[TEXT]
----
IOC Systems Specialist

IRENFort Worth, TX
Onsite

About The Position

IREN is a leading AI Cloud Service Provider, delivering large-scale GPU clusters for AI training and inference. IREN’s vertically integrated platform is underpinned by its expansive portfolio of grid-connected land and data centers in renewable-rich regions across the U.S. and Canada. With 100% renewable energy, we build, own and operate our data centers and take pride in being at the forefront of sustainable solutions for the ever-evolving applications of high-performance compute. We believe that human progress is invaluable, but it should be done in the right way – responsibly, sustainably and having a positive impact on the communities we operate in.

Requirements

  • 2–5 years of experience operating or supporting HPC clusters in a production or IOC/NOC environment, including incident triage, change execution, and coordination with engineering teams.
  • Working knowledge of Kubernetes (bare-metal a plus) sufficient to triage workloads, interpret cluster state, and execute documented operational procedures.
  • Operational experience with the Slurm workload manager — job triage, queue and node health checks, and escalation of scheduler issues to engineering.
  • Familiarity with HPC monitoring and observability tooling for alerting, log triage, runbook execution, and proactive issue detection.
  • Demonstrated track record of incident response, root cause analysis, and contributing to operational improvements in complex production systems.
  • Working understanding of cloud platforms (AWS, Azure, or GCP) and how they integrate with on-premises HPC environments.
  • Working knowledge of the network and storage components common to HPC — InfiniBand/Ethernet fabrics, scale-out storage (e.g., Weka, VAST), and high-throughput interconnects — sufficient to triage issues and engage the right escalation path.
----
[PROVIDED DATA]
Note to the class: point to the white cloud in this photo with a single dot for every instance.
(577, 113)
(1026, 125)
----
[EXERCISE OBJECTIVE]
In one to three sentences, explain why the job posting asks for working knowledge of the network and storage components common to HPC. The material here comes from a separate source.

[TASK ANSWER]
The posting asks for this knowledge so the specialist can triage issues and engage the right escalation path. These components include InfiniBand/Ethernet fabrics, scale-out storage such as Weka or VAST, and high-throughput interconnects.